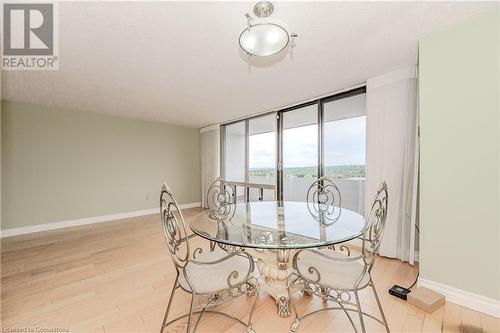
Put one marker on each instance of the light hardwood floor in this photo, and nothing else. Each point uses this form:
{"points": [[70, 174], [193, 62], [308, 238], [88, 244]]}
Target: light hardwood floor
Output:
{"points": [[117, 277]]}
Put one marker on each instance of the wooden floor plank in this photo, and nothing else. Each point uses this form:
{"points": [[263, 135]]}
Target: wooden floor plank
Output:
{"points": [[117, 277]]}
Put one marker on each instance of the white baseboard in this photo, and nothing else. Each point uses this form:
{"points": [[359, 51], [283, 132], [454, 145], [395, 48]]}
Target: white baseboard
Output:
{"points": [[87, 220], [473, 301]]}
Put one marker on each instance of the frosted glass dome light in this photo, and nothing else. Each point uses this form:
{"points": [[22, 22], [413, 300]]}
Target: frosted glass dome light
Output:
{"points": [[263, 37]]}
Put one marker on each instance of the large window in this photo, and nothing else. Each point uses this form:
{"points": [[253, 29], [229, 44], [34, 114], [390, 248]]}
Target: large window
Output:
{"points": [[344, 144], [300, 151], [293, 147]]}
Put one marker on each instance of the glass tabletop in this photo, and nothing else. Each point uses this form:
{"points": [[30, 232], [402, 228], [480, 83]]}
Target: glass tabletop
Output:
{"points": [[278, 225]]}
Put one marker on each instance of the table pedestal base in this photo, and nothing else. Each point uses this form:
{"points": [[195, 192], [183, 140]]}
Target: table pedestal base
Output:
{"points": [[275, 267]]}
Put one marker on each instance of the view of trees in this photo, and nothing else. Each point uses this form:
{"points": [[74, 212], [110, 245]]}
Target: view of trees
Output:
{"points": [[336, 172]]}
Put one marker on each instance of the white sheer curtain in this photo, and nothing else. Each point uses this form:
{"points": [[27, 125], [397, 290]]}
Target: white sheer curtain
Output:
{"points": [[210, 158], [392, 155]]}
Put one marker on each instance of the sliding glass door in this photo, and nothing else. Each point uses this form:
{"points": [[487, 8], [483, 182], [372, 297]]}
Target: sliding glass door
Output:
{"points": [[262, 153], [300, 151], [249, 154], [344, 142], [291, 148]]}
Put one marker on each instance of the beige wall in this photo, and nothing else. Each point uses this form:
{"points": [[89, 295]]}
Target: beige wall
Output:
{"points": [[59, 165], [460, 150]]}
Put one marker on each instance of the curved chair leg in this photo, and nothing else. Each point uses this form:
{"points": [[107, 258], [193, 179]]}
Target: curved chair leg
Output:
{"points": [[169, 304], [191, 308], [380, 307], [199, 318], [360, 312], [296, 321]]}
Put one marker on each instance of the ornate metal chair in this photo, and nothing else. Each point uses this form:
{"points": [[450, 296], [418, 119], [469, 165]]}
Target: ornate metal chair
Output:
{"points": [[212, 278], [220, 197], [324, 201], [220, 203], [337, 277]]}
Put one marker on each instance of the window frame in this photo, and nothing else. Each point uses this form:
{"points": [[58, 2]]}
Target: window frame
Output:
{"points": [[320, 102]]}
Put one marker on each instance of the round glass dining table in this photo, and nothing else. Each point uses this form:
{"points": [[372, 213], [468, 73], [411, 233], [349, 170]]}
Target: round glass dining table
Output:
{"points": [[272, 231]]}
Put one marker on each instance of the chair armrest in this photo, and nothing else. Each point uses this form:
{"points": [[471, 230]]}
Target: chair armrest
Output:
{"points": [[233, 275]]}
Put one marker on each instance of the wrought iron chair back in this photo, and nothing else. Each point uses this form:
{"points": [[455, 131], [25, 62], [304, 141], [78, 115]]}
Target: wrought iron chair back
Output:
{"points": [[220, 197], [375, 225], [174, 229], [324, 201]]}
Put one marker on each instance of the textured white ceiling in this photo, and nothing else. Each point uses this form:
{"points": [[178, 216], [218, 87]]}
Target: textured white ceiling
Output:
{"points": [[179, 62]]}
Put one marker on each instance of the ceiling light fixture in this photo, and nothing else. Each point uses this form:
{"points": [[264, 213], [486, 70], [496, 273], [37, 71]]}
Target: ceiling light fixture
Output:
{"points": [[263, 36]]}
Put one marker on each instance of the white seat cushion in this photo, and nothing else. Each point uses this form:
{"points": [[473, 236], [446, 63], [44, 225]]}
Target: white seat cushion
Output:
{"points": [[335, 274], [212, 278]]}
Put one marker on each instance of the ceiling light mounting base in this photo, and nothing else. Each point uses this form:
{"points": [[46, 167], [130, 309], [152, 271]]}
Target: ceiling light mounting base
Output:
{"points": [[263, 9]]}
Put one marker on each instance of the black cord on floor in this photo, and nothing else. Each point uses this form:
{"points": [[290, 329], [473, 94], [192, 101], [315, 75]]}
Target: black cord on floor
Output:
{"points": [[418, 273], [414, 282]]}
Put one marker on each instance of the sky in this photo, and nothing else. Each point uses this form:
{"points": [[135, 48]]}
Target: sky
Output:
{"points": [[344, 144]]}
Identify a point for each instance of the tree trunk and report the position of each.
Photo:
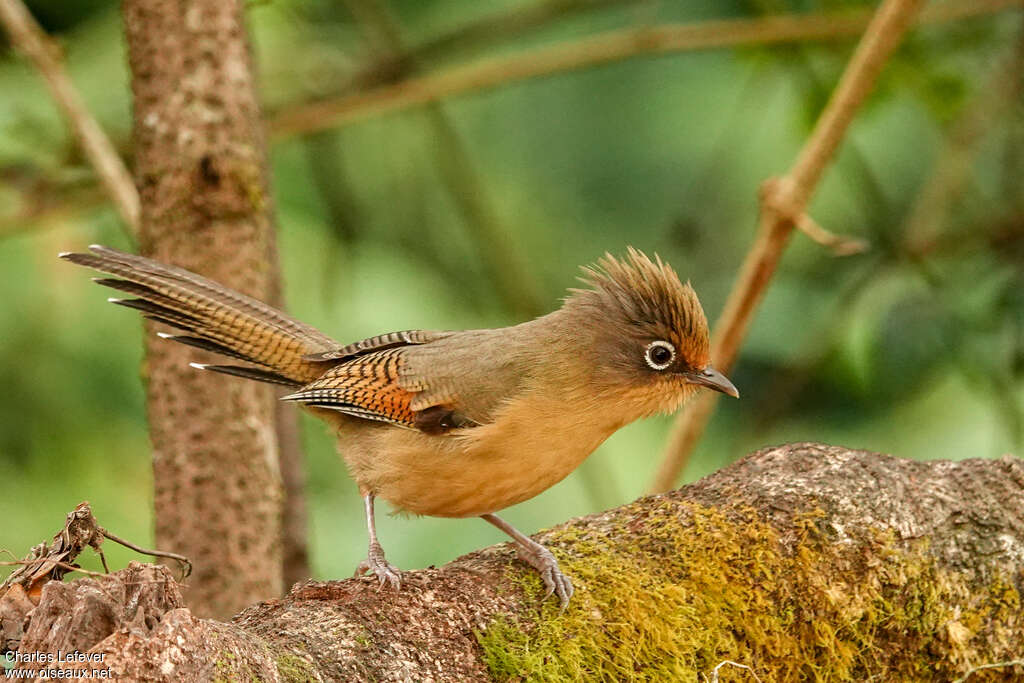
(202, 174)
(803, 562)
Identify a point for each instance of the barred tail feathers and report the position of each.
(215, 317)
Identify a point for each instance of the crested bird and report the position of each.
(456, 424)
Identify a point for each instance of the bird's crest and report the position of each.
(648, 294)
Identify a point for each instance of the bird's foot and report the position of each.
(541, 559)
(377, 563)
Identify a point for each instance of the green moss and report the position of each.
(293, 669)
(701, 588)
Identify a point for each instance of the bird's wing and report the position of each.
(369, 386)
(445, 383)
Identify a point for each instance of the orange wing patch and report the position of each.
(365, 387)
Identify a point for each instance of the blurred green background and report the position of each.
(913, 348)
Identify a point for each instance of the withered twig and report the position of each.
(788, 198)
(29, 37)
(593, 51)
(185, 562)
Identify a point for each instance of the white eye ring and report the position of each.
(656, 347)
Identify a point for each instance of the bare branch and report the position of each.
(185, 563)
(788, 198)
(29, 37)
(594, 51)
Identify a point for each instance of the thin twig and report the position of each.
(185, 563)
(29, 37)
(714, 672)
(783, 204)
(62, 565)
(593, 51)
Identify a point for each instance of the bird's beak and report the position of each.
(713, 379)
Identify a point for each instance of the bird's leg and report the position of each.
(540, 558)
(376, 561)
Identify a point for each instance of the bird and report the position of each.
(455, 423)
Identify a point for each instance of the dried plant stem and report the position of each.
(29, 37)
(783, 201)
(594, 51)
(184, 561)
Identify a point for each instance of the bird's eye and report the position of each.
(659, 354)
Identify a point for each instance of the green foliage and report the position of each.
(914, 353)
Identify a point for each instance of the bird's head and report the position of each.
(648, 333)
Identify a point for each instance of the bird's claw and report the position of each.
(377, 563)
(557, 583)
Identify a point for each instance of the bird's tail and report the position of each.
(213, 316)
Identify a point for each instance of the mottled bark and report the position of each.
(202, 174)
(805, 562)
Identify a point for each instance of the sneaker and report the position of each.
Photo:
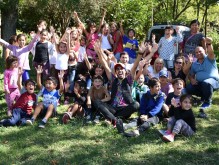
(29, 122)
(169, 138)
(119, 126)
(65, 118)
(205, 105)
(66, 102)
(133, 133)
(202, 114)
(164, 132)
(97, 120)
(42, 124)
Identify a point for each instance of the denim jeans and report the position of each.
(17, 115)
(203, 89)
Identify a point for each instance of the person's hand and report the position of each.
(20, 71)
(143, 118)
(177, 29)
(142, 48)
(190, 58)
(39, 69)
(194, 81)
(61, 74)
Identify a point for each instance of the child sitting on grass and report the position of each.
(97, 93)
(22, 109)
(48, 106)
(77, 109)
(182, 119)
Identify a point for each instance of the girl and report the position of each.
(182, 119)
(117, 38)
(106, 38)
(130, 43)
(22, 52)
(12, 92)
(42, 51)
(97, 93)
(77, 109)
(91, 34)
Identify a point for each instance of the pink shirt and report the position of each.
(21, 53)
(10, 79)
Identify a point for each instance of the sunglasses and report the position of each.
(177, 62)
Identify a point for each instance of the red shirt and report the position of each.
(26, 102)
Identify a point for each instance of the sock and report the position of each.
(44, 120)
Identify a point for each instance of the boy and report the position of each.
(48, 106)
(22, 109)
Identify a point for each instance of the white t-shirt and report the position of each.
(105, 44)
(62, 62)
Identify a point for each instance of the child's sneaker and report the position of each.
(97, 120)
(169, 138)
(164, 132)
(29, 122)
(65, 118)
(42, 124)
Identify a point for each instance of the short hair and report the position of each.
(53, 79)
(194, 21)
(152, 82)
(184, 96)
(10, 60)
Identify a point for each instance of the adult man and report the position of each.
(204, 76)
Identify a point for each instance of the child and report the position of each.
(79, 104)
(48, 106)
(150, 109)
(42, 51)
(166, 87)
(12, 92)
(138, 87)
(130, 43)
(182, 119)
(97, 93)
(22, 109)
(22, 52)
(166, 46)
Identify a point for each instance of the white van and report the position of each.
(158, 30)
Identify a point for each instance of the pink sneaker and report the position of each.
(169, 138)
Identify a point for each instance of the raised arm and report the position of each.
(210, 50)
(102, 20)
(39, 70)
(61, 75)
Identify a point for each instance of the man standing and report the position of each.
(204, 76)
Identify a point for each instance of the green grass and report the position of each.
(77, 143)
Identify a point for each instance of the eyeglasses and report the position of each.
(177, 62)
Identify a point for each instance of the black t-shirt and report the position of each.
(41, 52)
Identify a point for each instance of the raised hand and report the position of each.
(39, 69)
(61, 74)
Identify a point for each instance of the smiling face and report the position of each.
(97, 83)
(155, 89)
(50, 85)
(186, 104)
(30, 86)
(21, 41)
(62, 48)
(120, 72)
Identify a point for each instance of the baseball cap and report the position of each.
(119, 65)
(163, 73)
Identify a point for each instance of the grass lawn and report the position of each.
(77, 143)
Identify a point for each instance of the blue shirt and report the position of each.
(206, 69)
(151, 105)
(128, 46)
(50, 97)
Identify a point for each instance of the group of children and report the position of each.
(70, 65)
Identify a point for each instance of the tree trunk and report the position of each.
(9, 13)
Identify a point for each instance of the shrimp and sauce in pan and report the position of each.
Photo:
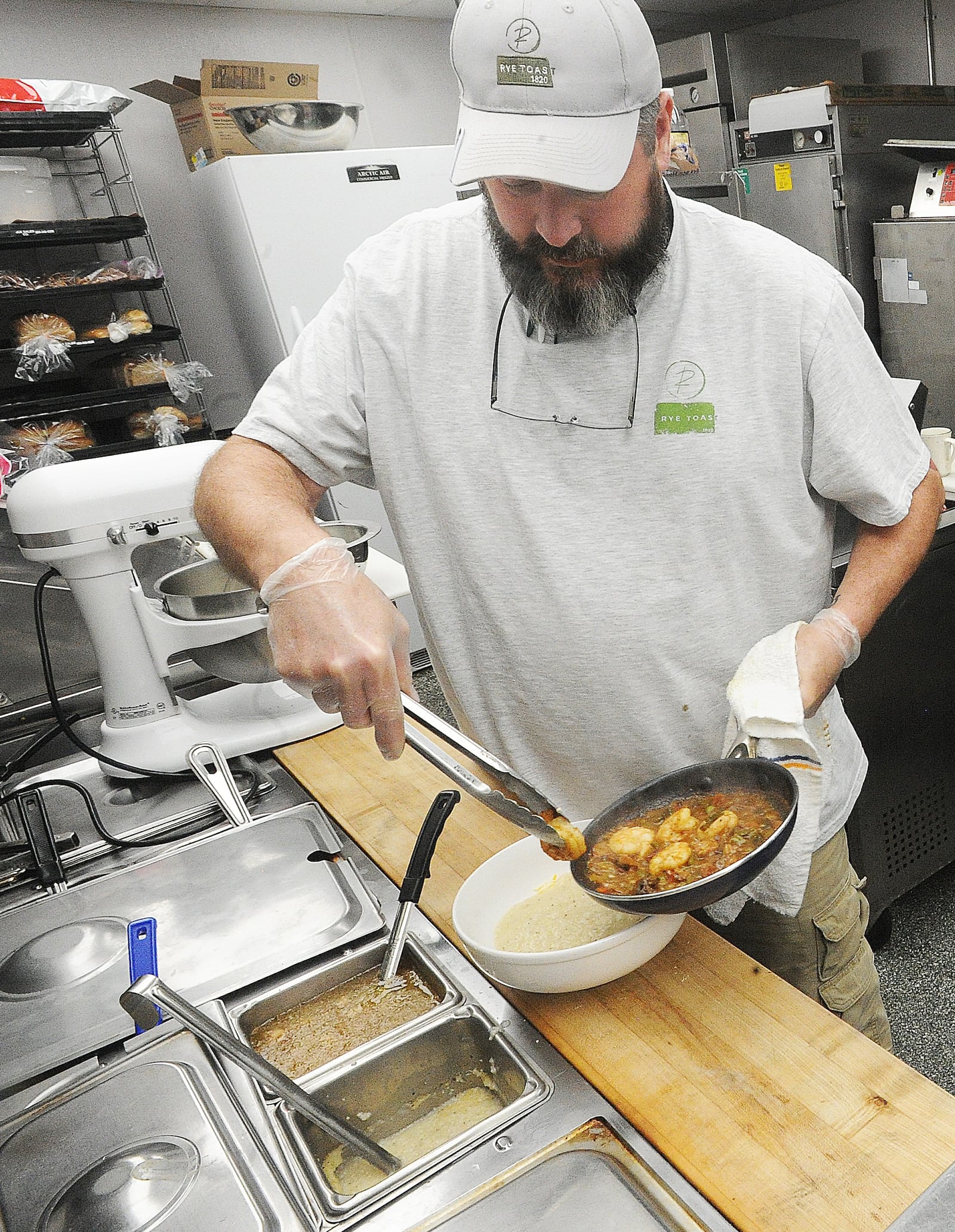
(682, 842)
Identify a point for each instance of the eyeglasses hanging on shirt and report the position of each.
(569, 382)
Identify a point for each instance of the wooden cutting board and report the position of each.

* Task requirements *
Write the number of lines above that contain the string "hardwood", and nothing besides.

* Written answer *
2